Василий Белов - Когда воскреснет Россия?
… А в тот день, в день моего приближения к Валааму, проводница в вагоне так и не смогла понять, почему для меня так нужна тишина, почему нельзя обычную информацию то и дело перемежать музыкальными, да еще такими бездарными, звуками.
Между тем поезд неумолимо приближался к Питеру. Зеленые леса за окном, стога на скошенных лугах и эти скромные уютные полустанки с картофелем, цветущим на огородных грядках, уже сменялись иными пейзажами. Чуялась близость промышленного, видимо, не до конца придушенного и разворованного гиганта: маячили кое-где фабричные трубы, проплывали жилые многоэтажки, высоковольтные мачты, какие-то полуразваленные пакгаузы и склады. Все это перемежалось болотной зеленью, кустами и травами, обширными болячками городских свалок.
И враз повеяло на меня грустью чухонских болот, воспетых русской поэзией…
Но куда же движется наше бедное человечество — то самое, которое так активно стремится к научно-техническому прогрессу, то самое, которое с такой напористой мощью строит заводы и всякие железные и бетонные штуки вроде чернобыльского саркофага, не замечая ужаса и мерзости грандиозных городских свалок?

════════════════════

▶ **ЗАДАНИЕ**
Продолжите отрывок о поездке к Валааму, начав сразу после его последней фразы.

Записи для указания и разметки
════════════════════

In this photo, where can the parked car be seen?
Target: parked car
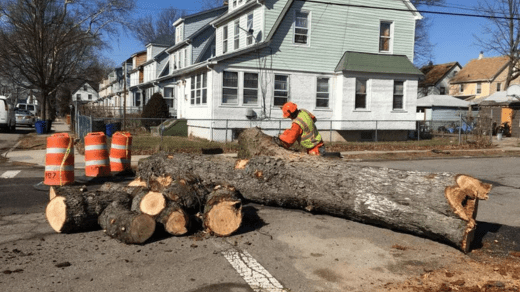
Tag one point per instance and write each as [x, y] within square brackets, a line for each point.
[24, 118]
[7, 119]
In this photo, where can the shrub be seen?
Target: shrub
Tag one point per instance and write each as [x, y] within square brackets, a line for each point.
[156, 108]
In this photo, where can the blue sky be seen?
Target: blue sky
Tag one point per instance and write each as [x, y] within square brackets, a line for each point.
[451, 36]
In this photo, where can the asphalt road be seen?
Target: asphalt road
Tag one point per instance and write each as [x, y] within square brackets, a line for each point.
[285, 250]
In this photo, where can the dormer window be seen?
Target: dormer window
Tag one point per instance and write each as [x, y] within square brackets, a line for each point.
[224, 39]
[237, 34]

════════════════════

▶ **ОТВЕТ**
Последний раз я был в Ленинграде года три назад. В Санкт-Петербург еду вообще впервые. Интересно, что изменилось? Пожалуй, свалки из брошенного железа, осколков бетона и кирпича, облитой мазутом земли, — эти свалки стали вокруг Петербурга еще страшнее. Зловещие болотные пустыри, заваленные чем попало, природа стыдливо пытается замаскировать свежей зеленью. Но эти попытки тщетны. Вообще, возможна ли безотходная цивилизация? Тягаться с человеком природе не под силу, но ведь не под силу и человеку тягаться с природой! Так они и конают друг дружку.
Правда, если человеки по отношению к природе совсем безжалостны, то она-то, природа, к нам все еще милосердна. Каждый год по весне обрастают свежей травкой ободранные танками и бульдозерами южные холмы. Каждой весной проклевывается листва, обрамляя незаживающие лесные раны Севера. Очищается, хоть и с трудом, речная вода великих сибирских рек. Продуваются свежим ветром загазованные, запыленные места нашей Родины, дождем обмывается все, что успеваем загадить и испохабить за долгую и безденежную зиму.
Увы, уже не все… Чернобыльское похабство и за сто лет не смоют никакие дожди.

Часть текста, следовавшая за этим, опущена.